[The records]

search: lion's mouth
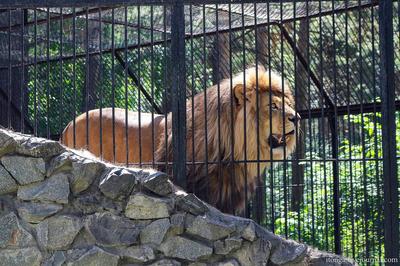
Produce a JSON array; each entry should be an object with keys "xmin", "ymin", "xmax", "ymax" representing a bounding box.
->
[{"xmin": 268, "ymin": 130, "xmax": 295, "ymax": 149}]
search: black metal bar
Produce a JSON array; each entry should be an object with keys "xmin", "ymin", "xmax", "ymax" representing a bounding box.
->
[
  {"xmin": 297, "ymin": 100, "xmax": 400, "ymax": 119},
  {"xmin": 114, "ymin": 52, "xmax": 162, "ymax": 114},
  {"xmin": 170, "ymin": 0, "xmax": 186, "ymax": 188},
  {"xmin": 378, "ymin": 0, "xmax": 399, "ymax": 263}
]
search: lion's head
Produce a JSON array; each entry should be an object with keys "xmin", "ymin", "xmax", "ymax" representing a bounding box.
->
[
  {"xmin": 231, "ymin": 65, "xmax": 299, "ymax": 164},
  {"xmin": 156, "ymin": 65, "xmax": 300, "ymax": 214}
]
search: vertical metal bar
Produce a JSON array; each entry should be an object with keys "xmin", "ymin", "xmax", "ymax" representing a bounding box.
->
[
  {"xmin": 202, "ymin": 4, "xmax": 209, "ymax": 202},
  {"xmin": 344, "ymin": 0, "xmax": 356, "ymax": 258},
  {"xmin": 137, "ymin": 5, "xmax": 142, "ymax": 167},
  {"xmin": 72, "ymin": 8, "xmax": 76, "ymax": 147},
  {"xmin": 59, "ymin": 8, "xmax": 63, "ymax": 139},
  {"xmin": 8, "ymin": 10, "xmax": 11, "ymax": 129},
  {"xmin": 150, "ymin": 5, "xmax": 155, "ymax": 168},
  {"xmin": 378, "ymin": 0, "xmax": 399, "ymax": 262},
  {"xmin": 216, "ymin": 3, "xmax": 223, "ymax": 210},
  {"xmin": 85, "ymin": 8, "xmax": 89, "ymax": 147},
  {"xmin": 20, "ymin": 9, "xmax": 25, "ymax": 133},
  {"xmin": 111, "ymin": 8, "xmax": 116, "ymax": 163},
  {"xmin": 163, "ymin": 5, "xmax": 168, "ymax": 171},
  {"xmin": 331, "ymin": 0, "xmax": 341, "ymax": 255},
  {"xmin": 46, "ymin": 8, "xmax": 50, "ymax": 139},
  {"xmin": 241, "ymin": 2, "xmax": 248, "ymax": 218},
  {"xmin": 171, "ymin": 0, "xmax": 187, "ymax": 188},
  {"xmin": 34, "ymin": 9, "xmax": 38, "ymax": 136},
  {"xmin": 99, "ymin": 8, "xmax": 103, "ymax": 160},
  {"xmin": 124, "ymin": 5, "xmax": 129, "ymax": 166},
  {"xmin": 190, "ymin": 4, "xmax": 196, "ymax": 193}
]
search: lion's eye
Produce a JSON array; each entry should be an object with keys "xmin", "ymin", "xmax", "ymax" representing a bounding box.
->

[/The records]

A faithful transcription of the material, with no pictures, is the expected result.

The answer
search: lion's mouth
Produce a JSON array; each entry should be an object with keys "xmin", "ymin", "xmax", "ymax" representing a bounding box.
->
[{"xmin": 268, "ymin": 130, "xmax": 295, "ymax": 149}]
search: black metal bar
Produce a JSON array; each entry should be an object with keys "xmin", "ymin", "xmax", "ymax" representing a bounding box.
->
[
  {"xmin": 297, "ymin": 100, "xmax": 400, "ymax": 119},
  {"xmin": 114, "ymin": 52, "xmax": 162, "ymax": 114},
  {"xmin": 170, "ymin": 0, "xmax": 186, "ymax": 188},
  {"xmin": 378, "ymin": 0, "xmax": 399, "ymax": 263}
]
search: lion's head
Produce a JSON array; each entry should be an object with keys "xmin", "ymin", "xmax", "ymax" representing a bounding box.
->
[
  {"xmin": 231, "ymin": 65, "xmax": 299, "ymax": 164},
  {"xmin": 156, "ymin": 65, "xmax": 300, "ymax": 214}
]
search: vertical metal bar
Produce a JSON array; each entry should be an object with keys "xmin", "ymin", "xmax", "ymax" representing a bounding box.
->
[
  {"xmin": 202, "ymin": 4, "xmax": 209, "ymax": 202},
  {"xmin": 344, "ymin": 0, "xmax": 356, "ymax": 258},
  {"xmin": 137, "ymin": 5, "xmax": 142, "ymax": 167},
  {"xmin": 72, "ymin": 8, "xmax": 76, "ymax": 147},
  {"xmin": 59, "ymin": 8, "xmax": 63, "ymax": 139},
  {"xmin": 8, "ymin": 10, "xmax": 11, "ymax": 129},
  {"xmin": 150, "ymin": 5, "xmax": 155, "ymax": 168},
  {"xmin": 378, "ymin": 0, "xmax": 399, "ymax": 262},
  {"xmin": 216, "ymin": 3, "xmax": 223, "ymax": 210},
  {"xmin": 85, "ymin": 8, "xmax": 89, "ymax": 147},
  {"xmin": 20, "ymin": 9, "xmax": 25, "ymax": 133},
  {"xmin": 111, "ymin": 8, "xmax": 116, "ymax": 163},
  {"xmin": 163, "ymin": 5, "xmax": 168, "ymax": 171},
  {"xmin": 331, "ymin": 0, "xmax": 341, "ymax": 255},
  {"xmin": 46, "ymin": 8, "xmax": 50, "ymax": 139},
  {"xmin": 241, "ymin": 2, "xmax": 248, "ymax": 218},
  {"xmin": 171, "ymin": 0, "xmax": 187, "ymax": 188},
  {"xmin": 34, "ymin": 9, "xmax": 38, "ymax": 136},
  {"xmin": 99, "ymin": 8, "xmax": 103, "ymax": 160},
  {"xmin": 124, "ymin": 5, "xmax": 129, "ymax": 166},
  {"xmin": 190, "ymin": 4, "xmax": 196, "ymax": 193}
]
search: lion's eye
Produce a JSON array; each entry should be an object with keys "xmin", "ymin", "xmax", "ymax" representing a bounding box.
->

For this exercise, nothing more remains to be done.